◆ REQUIRED TASK ◆
Copy the stretch from the line containing "fence in the" through the end of the items, changing "metal" to "iron" and keeping everything else the same.

◆ RECORD LIST ◆
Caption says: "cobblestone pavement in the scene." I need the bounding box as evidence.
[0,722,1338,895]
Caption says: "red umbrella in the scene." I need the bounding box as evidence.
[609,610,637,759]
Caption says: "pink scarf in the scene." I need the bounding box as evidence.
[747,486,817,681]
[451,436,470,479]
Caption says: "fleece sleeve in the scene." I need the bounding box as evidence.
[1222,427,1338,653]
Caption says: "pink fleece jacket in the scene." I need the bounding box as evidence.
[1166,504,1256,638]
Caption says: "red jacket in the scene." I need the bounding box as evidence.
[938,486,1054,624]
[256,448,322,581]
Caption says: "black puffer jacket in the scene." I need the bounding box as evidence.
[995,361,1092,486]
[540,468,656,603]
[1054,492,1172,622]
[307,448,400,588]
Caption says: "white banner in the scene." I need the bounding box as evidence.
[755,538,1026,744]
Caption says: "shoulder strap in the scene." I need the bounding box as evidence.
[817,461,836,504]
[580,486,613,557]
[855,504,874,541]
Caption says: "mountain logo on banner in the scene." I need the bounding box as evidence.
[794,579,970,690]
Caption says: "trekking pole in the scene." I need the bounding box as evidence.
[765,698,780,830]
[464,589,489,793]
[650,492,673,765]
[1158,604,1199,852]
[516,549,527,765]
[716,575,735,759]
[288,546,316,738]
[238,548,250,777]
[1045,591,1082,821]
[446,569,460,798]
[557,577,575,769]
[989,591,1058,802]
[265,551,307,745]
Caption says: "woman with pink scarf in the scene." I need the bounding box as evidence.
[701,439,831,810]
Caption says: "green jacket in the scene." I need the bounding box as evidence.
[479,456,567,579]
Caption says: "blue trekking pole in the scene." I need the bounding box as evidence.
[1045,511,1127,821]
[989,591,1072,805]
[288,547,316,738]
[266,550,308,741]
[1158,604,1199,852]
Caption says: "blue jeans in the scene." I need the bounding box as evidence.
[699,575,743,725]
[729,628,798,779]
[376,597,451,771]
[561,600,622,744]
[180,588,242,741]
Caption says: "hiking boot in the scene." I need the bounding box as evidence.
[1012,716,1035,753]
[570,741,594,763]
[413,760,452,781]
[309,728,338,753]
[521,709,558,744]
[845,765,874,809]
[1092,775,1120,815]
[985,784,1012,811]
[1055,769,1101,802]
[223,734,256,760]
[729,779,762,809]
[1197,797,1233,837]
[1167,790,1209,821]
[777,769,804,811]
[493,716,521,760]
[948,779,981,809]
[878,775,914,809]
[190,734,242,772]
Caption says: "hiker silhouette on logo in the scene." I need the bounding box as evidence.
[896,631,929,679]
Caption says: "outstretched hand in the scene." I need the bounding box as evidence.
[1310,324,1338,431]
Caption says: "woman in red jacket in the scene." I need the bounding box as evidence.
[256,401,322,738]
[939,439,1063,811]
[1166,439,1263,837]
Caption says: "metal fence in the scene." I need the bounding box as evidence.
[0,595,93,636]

◆ RESULT OF THE EXERCISE ◆
Caption says: "iron fence in the scene." I need the bounding box as evidence.
[0,595,93,636]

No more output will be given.